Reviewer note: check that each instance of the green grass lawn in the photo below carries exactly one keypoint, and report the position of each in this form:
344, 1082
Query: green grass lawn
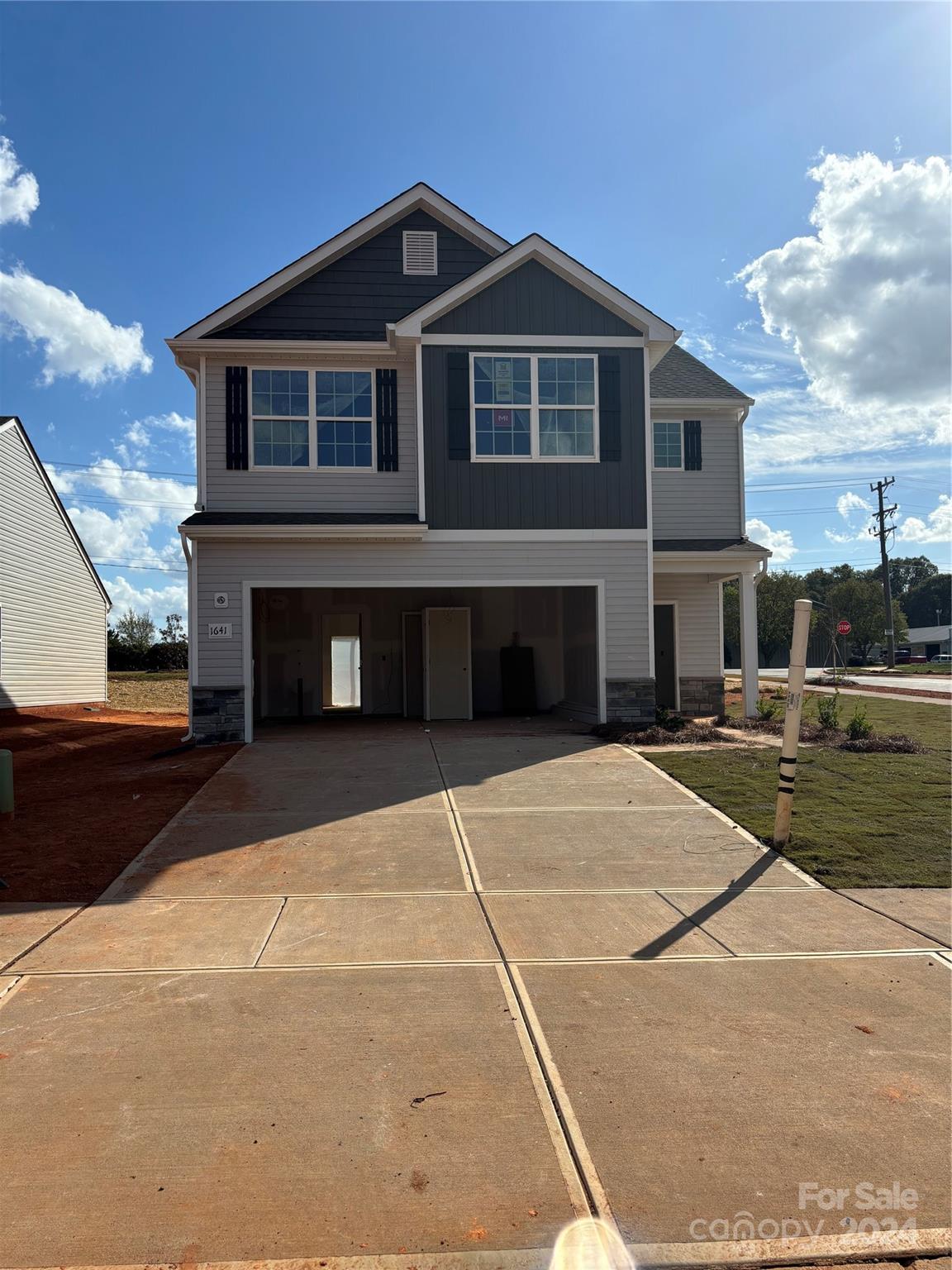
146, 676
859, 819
= = = = = = =
**課題:** 上の記録をすべて、一字一句変えずに書き写してください。画像は答えに入れないでください。

**完成版:**
Reviewer note: check that each instance of the green grass lawn in the photo below carries exactly one keypoint, and report the position of each in this form:
344, 1082
Query: green grass lawn
146, 676
859, 819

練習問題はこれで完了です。